## Directive 1:
In the thread about device state, what does Avi Kivity say memory routing is part of?

* begin Given text *

On Sun, Sep 4, 2011 at 2:43 PM, Anthony Liguori <anthony@codemonkey.ws> wrote:
> On 09/04/2011 09:12 AM, Avi Kivity wrote:
>>
>> On 09/04/2011 04:41 PM, Anthony Liguori wrote:
>>>>
>>>> See it as you like, but we need the support, not only for device
>>>> assigment. And I do not see any gain it hacking this instead of
>>>> designing it.
>>>
>>>
>>> You can design a hack but it's still a hack.
>>>
>>> Device state belongs in devices. Trying to extract device state
>>> (interrupt routing paths) and externalizing it is by definition a hack.
>>
>> Pet peeve - saying something is "by definition" a hack is just rhetoric
>> unless the definition of device state is "something that cannot be
>> extracted and externalized". Let's avoid this.
>
> Likewise, I would prefer to avoid stating that something is a hard
> requirement in the absence of concrete use-cases.
>
> I do think the definition of device state is more or less something that is
> opaque and owned by the device.  The more we externalize the device state,
> the more we have to deal with compatibility (even if it's just internal
> compatibility).  This makes modularity hard because there's too many things
> with complex dependencies.
>
>> In fact it's exactly what we do with the memory API. Memory routing is
>> part of device state, yet we expose it to the memory API and let it do
>> its thing instead of going through the hierarchy on every single memory
>> access.
>
> Yes, and the memory API is complicated and invasive :-)  But it's worth it
> at the end of the day (although I think it could be simplified at the
> expensive of not allowing as much flattening).

* end Given text *

## Directive 2:
Arrange the rows as a JSON list of strings, one string per line and no blank lines. Cover only the lines from the very first row down to the line that contains "[(400, 650)]", both included.

* begin Data to process *

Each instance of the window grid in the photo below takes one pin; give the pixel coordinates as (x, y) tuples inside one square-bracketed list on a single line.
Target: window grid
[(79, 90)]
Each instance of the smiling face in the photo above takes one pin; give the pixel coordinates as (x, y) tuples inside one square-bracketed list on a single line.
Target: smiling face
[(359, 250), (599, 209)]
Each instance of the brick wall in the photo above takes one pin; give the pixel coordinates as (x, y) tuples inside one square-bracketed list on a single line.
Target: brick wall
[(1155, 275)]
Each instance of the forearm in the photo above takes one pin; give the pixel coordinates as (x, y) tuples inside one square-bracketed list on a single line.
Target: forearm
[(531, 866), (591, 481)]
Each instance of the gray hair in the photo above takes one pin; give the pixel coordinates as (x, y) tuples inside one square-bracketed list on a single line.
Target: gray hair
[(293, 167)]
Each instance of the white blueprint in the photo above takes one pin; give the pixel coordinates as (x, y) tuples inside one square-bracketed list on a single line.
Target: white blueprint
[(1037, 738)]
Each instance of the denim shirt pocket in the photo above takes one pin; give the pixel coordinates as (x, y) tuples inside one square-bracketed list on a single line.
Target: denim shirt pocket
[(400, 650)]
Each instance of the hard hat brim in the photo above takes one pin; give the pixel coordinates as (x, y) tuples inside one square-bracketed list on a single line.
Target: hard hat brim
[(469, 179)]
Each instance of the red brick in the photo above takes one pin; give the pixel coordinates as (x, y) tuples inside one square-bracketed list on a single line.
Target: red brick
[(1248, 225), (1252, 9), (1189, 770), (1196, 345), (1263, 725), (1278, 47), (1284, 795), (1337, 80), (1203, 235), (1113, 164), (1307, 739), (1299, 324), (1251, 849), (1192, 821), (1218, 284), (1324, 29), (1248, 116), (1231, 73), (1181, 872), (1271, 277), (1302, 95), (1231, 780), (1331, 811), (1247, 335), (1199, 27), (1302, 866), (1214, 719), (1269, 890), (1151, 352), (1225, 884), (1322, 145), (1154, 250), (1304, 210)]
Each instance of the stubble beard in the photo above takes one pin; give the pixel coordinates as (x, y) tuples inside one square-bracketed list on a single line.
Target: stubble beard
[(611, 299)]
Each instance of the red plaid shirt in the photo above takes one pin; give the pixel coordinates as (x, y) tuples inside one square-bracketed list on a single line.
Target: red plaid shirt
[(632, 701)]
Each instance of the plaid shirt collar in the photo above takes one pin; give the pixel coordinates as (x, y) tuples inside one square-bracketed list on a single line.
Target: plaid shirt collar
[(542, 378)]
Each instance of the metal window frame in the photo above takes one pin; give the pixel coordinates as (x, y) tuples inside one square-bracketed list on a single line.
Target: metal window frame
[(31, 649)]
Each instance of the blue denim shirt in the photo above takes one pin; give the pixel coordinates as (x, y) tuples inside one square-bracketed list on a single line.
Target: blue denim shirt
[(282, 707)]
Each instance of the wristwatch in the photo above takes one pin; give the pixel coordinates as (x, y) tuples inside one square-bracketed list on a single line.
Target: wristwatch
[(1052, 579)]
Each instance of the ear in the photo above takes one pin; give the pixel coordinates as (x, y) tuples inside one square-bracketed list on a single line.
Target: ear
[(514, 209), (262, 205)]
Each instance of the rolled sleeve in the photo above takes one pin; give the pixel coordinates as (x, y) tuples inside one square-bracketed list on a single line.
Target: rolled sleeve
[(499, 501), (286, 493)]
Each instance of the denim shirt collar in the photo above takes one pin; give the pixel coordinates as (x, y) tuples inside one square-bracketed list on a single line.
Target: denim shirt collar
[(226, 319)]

* end Data to process *

## Written solution 1:
Device state.

## Written solution 2:
[
  "Each instance of the window grid in the photo below takes one pin; give the pixel coordinates as (x, y) tuples inside one square-bracketed list on a single line.",
  "Target: window grid",
  "[(79, 90)]",
  "Each instance of the smiling face in the photo above takes one pin; give the pixel coordinates as (x, y) tuples inside one square-bracketed list on a single line.",
  "Target: smiling face",
  "[(359, 250), (599, 209)]",
  "Each instance of the brick wall in the photo above takes one pin; give the pixel coordinates as (x, y) tuples inside one square-bracketed list on a single line.",
  "Target: brick wall",
  "[(1155, 275)]",
  "Each instance of the forearm in the photo above takes one pin; give the pixel coordinates as (x, y) tuples inside one square-bracketed list on a single line.",
  "Target: forearm",
  "[(531, 866), (591, 481)]",
  "Each instance of the gray hair in the photo above takes one pin; give the pixel coordinates as (x, y) tuples inside one square-bracketed list on a single line.",
  "Target: gray hair",
  "[(293, 167)]",
  "Each instance of the white blueprint in the photo above takes one pin; give the pixel coordinates as (x, y) tuples inside one square-bracketed list on a single line.",
  "Target: white blueprint",
  "[(1037, 738)]",
  "Each instance of the denim shirt pocket in the photo above takes one pin; give the pixel coordinates as (x, y) tuples inside one square-bracketed list on a single line.",
  "Target: denim shirt pocket",
  "[(400, 650)]"
]